[ENTRIES SHOWN Boundary: Start]

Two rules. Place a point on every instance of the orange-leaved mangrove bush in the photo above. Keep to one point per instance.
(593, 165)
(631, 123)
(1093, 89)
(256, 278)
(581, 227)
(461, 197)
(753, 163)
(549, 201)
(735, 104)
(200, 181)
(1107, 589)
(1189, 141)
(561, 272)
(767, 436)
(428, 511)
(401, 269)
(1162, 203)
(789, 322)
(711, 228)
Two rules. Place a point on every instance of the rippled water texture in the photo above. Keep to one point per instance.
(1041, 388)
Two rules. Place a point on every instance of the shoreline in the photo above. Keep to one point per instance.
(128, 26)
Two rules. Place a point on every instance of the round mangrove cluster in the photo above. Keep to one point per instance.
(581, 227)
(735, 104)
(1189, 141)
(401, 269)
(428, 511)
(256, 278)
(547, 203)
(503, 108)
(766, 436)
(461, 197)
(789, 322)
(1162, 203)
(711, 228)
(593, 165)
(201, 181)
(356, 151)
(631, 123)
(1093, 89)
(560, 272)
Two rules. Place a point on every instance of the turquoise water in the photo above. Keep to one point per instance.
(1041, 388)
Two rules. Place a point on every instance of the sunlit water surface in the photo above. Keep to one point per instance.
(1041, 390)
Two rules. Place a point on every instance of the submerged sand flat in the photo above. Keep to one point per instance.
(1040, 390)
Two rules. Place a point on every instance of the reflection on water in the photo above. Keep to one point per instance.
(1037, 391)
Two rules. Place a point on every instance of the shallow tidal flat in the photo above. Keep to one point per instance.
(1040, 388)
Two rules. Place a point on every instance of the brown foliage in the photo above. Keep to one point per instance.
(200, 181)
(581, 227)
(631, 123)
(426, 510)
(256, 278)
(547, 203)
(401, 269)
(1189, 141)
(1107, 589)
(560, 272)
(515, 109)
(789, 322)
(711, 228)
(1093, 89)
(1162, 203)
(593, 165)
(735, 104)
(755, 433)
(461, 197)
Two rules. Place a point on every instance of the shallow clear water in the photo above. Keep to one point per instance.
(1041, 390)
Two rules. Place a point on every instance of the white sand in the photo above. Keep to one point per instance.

[ENTRIES SHOWN Boundary: End]

Give back all the material, with each line exactly as it stands.

◆ RESULT OF THE TASK ◆
Two rules. Place a point on every instance of the orange-leaved mangrove bush in the photo above. Keep to one point per instance.
(593, 165)
(631, 123)
(1093, 89)
(256, 278)
(581, 227)
(461, 197)
(753, 163)
(549, 201)
(735, 104)
(200, 181)
(1107, 589)
(1189, 141)
(561, 272)
(767, 436)
(428, 511)
(401, 269)
(1162, 203)
(789, 322)
(711, 228)
Two rules. Place a point on every instance of the rippled water texture in the photo above. Keep to one point per instance.
(1041, 388)
Two rules. Place a point on every instance of the shoreline in the photo above. Keep to one point per instance.
(128, 26)
Two rules. Place a point on every instance of the round mangrove cluster in the photo above. Keep to one point per instance.
(581, 227)
(735, 104)
(1189, 141)
(401, 269)
(428, 511)
(256, 278)
(547, 203)
(503, 108)
(766, 436)
(461, 197)
(789, 322)
(1162, 203)
(711, 228)
(593, 165)
(201, 181)
(356, 151)
(631, 123)
(1093, 89)
(560, 272)
Two rules. Place a point on every instance of the turquoise water in the photo above. Keep to one point per instance.
(1041, 388)
Two rules. Place a point on every instance of the sunlit water surface in the photo above. Keep to one point per instance.
(1041, 390)
Two rules. Place a point on every instance of the submerged sand flat in the photo above. Keep to one point per instance.
(1040, 390)
Two rules. Place a point on every instance of the reflection on water in the photo above. Keep to one point per instance.
(1037, 391)
Two rules. Place a point on every instance of the shallow tidal flat in the photo above. Keep to one point per instance.
(1040, 388)
Two rules. Place a point on every instance of the brown foliage in the photo above. Keep to one point per instance.
(200, 181)
(581, 227)
(631, 123)
(426, 510)
(256, 278)
(547, 203)
(401, 269)
(1189, 141)
(1107, 589)
(560, 272)
(515, 109)
(789, 322)
(711, 228)
(1093, 89)
(1162, 203)
(593, 165)
(735, 104)
(755, 433)
(461, 197)
Two rules. Place a point on every instance of the shallow clear water in the photo above. Keep to one point per instance.
(1041, 390)
Two rules. Place a point on every instance of the white sand in the photo above. Keep to one point per instance.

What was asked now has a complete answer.